* BEGIN Data for processing *

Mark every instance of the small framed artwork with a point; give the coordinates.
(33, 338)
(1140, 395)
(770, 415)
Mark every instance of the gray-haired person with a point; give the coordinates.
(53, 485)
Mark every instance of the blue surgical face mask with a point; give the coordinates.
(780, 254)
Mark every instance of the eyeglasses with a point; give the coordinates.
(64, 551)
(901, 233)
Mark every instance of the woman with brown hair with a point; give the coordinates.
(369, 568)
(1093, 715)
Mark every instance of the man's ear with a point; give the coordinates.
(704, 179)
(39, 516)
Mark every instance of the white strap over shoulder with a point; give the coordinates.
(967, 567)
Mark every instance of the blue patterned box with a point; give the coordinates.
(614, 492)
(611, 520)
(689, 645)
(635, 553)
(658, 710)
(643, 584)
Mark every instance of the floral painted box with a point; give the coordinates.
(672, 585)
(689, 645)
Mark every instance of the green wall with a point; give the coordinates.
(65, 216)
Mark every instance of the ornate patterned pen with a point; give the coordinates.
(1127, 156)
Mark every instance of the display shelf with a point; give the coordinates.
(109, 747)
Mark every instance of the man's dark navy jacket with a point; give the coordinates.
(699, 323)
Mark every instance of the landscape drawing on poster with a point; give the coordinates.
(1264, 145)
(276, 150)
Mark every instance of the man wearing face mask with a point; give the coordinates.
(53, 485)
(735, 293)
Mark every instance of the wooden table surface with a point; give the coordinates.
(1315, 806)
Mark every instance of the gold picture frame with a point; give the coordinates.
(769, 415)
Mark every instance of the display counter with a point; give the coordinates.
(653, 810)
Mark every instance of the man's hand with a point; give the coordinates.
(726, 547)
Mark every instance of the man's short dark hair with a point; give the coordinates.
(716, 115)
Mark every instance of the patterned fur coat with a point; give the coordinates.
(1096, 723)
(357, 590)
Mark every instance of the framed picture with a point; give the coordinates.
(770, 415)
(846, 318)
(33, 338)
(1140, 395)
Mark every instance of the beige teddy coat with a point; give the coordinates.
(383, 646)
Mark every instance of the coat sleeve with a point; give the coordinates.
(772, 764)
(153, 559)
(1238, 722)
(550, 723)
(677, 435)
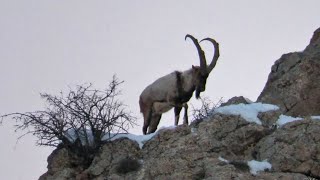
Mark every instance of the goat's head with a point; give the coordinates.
(201, 73)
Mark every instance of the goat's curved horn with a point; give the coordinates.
(203, 63)
(216, 53)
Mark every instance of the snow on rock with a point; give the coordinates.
(140, 139)
(256, 166)
(223, 160)
(247, 111)
(315, 117)
(283, 119)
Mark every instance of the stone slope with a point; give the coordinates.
(194, 152)
(294, 81)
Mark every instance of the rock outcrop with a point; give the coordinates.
(224, 146)
(195, 153)
(294, 81)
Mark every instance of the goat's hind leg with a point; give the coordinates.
(147, 118)
(185, 116)
(155, 119)
(177, 111)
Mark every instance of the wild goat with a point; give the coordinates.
(175, 90)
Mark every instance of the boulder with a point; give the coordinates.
(293, 148)
(294, 81)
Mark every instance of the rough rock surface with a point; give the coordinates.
(293, 148)
(196, 151)
(294, 81)
(193, 153)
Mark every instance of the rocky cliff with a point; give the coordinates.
(294, 81)
(240, 140)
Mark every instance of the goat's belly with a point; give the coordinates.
(161, 107)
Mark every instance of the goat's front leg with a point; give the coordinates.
(177, 111)
(185, 117)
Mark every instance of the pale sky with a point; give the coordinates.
(47, 46)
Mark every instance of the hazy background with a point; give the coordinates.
(48, 45)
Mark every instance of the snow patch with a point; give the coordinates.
(247, 111)
(223, 160)
(315, 117)
(140, 139)
(256, 166)
(283, 119)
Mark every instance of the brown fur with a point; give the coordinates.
(175, 90)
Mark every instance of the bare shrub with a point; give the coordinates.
(80, 120)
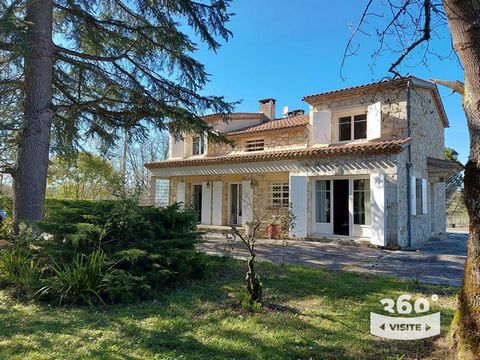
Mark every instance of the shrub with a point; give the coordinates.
(123, 287)
(22, 270)
(80, 281)
(148, 250)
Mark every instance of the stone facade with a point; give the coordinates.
(273, 140)
(412, 112)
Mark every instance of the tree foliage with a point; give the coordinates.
(73, 69)
(85, 177)
(118, 63)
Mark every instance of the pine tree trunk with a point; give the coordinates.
(463, 17)
(30, 175)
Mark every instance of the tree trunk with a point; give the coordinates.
(30, 176)
(463, 19)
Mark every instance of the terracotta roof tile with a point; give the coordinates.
(374, 147)
(284, 123)
(237, 116)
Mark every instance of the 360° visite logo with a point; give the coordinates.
(405, 327)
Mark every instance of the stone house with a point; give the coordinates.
(365, 163)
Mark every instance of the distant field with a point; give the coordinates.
(310, 314)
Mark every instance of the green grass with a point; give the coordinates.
(310, 313)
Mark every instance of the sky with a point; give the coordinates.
(288, 49)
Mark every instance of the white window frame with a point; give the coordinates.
(367, 206)
(282, 198)
(162, 192)
(258, 145)
(323, 229)
(350, 113)
(202, 144)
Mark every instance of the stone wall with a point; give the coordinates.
(427, 141)
(261, 189)
(394, 109)
(357, 166)
(273, 140)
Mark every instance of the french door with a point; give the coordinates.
(197, 201)
(235, 204)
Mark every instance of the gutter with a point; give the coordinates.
(409, 170)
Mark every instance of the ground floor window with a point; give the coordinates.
(361, 202)
(279, 195)
(322, 201)
(162, 189)
(197, 201)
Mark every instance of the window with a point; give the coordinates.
(279, 195)
(254, 145)
(322, 201)
(418, 196)
(198, 145)
(360, 127)
(352, 127)
(361, 202)
(345, 128)
(162, 187)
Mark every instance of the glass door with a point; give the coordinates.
(197, 201)
(235, 204)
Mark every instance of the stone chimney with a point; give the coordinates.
(267, 107)
(296, 112)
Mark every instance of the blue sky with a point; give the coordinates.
(288, 49)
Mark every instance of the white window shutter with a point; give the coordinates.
(413, 195)
(176, 148)
(321, 125)
(374, 121)
(298, 200)
(378, 210)
(247, 202)
(206, 218)
(424, 197)
(217, 203)
(181, 193)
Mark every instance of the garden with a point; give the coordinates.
(111, 279)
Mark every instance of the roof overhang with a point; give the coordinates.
(443, 168)
(374, 147)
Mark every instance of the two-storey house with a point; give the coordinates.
(365, 163)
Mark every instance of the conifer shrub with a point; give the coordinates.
(145, 249)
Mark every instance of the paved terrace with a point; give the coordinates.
(435, 261)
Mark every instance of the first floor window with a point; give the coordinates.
(419, 196)
(345, 128)
(352, 127)
(279, 195)
(198, 145)
(322, 201)
(361, 202)
(254, 145)
(162, 187)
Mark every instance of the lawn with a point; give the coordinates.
(310, 313)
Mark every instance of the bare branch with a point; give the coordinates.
(425, 37)
(455, 86)
(348, 51)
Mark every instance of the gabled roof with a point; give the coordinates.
(377, 86)
(283, 123)
(352, 89)
(374, 147)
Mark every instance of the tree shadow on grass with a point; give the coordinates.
(199, 321)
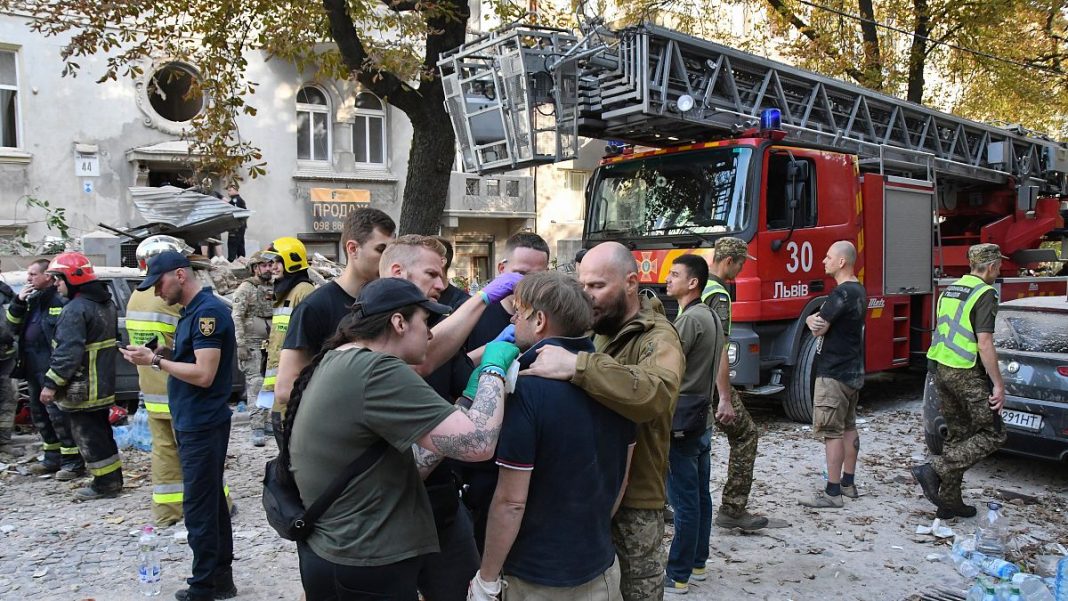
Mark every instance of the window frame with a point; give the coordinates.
(312, 110)
(367, 114)
(19, 143)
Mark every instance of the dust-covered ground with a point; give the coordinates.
(53, 549)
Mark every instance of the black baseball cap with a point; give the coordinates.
(388, 294)
(160, 264)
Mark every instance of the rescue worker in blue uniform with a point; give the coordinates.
(198, 389)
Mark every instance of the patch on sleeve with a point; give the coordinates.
(207, 326)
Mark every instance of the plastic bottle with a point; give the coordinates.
(1061, 581)
(991, 534)
(150, 572)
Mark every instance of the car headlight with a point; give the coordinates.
(732, 353)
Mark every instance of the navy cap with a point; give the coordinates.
(387, 294)
(160, 264)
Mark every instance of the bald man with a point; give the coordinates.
(635, 372)
(839, 375)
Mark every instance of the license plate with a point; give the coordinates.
(1021, 420)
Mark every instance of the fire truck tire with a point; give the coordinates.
(797, 398)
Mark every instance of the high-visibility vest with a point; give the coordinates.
(711, 288)
(954, 343)
(147, 318)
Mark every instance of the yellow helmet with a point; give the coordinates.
(291, 251)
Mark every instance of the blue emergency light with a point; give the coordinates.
(770, 120)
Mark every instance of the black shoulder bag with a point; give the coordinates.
(285, 511)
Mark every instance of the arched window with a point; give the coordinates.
(313, 125)
(368, 130)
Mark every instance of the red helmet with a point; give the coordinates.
(74, 267)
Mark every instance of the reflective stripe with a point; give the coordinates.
(56, 377)
(105, 467)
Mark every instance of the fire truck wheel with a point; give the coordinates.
(797, 399)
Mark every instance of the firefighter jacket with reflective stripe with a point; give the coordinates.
(48, 302)
(85, 350)
(954, 343)
(279, 326)
(147, 318)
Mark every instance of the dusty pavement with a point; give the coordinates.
(53, 549)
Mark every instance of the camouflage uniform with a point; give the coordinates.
(975, 431)
(253, 304)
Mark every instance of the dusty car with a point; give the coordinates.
(1032, 343)
(121, 282)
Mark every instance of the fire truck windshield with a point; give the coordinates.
(695, 192)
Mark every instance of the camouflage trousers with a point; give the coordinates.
(742, 437)
(638, 535)
(975, 431)
(253, 381)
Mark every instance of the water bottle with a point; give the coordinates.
(1061, 581)
(991, 533)
(150, 573)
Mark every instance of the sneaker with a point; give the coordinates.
(747, 521)
(928, 481)
(672, 587)
(66, 475)
(822, 501)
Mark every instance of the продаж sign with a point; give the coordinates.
(330, 206)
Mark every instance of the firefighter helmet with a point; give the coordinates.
(155, 244)
(74, 267)
(291, 251)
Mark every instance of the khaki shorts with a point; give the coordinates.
(834, 408)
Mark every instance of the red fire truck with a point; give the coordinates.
(707, 141)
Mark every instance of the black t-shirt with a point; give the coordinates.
(492, 320)
(839, 354)
(316, 318)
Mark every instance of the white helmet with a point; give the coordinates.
(155, 244)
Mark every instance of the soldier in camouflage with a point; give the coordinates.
(967, 377)
(732, 417)
(253, 303)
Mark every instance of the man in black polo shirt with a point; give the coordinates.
(198, 388)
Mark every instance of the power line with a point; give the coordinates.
(932, 41)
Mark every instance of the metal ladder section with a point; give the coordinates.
(635, 85)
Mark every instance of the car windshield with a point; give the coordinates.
(700, 192)
(1031, 331)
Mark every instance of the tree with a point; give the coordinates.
(391, 47)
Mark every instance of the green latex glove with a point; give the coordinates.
(497, 354)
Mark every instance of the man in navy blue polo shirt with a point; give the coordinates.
(198, 388)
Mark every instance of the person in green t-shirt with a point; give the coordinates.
(360, 390)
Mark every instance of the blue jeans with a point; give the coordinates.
(689, 463)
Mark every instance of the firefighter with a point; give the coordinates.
(252, 319)
(33, 316)
(292, 285)
(732, 417)
(151, 321)
(969, 381)
(81, 376)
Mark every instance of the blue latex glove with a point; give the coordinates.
(507, 334)
(500, 287)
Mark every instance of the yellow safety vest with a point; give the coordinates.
(954, 343)
(147, 318)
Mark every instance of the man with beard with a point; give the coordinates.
(81, 376)
(635, 372)
(198, 386)
(252, 315)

* END Data for processing *

* **What the exercise asks**
Return unchanged the lines of the listing from the line with "Mark every instance of the man wearing" to the line with "(1315, 806)", both included.

* **Expected output**
Mark every instance of the man wearing face mask with a point; give the coordinates.
(53, 485)
(735, 293)
Mark every instance of the wooden table surface with a point; give the coordinates.
(1315, 806)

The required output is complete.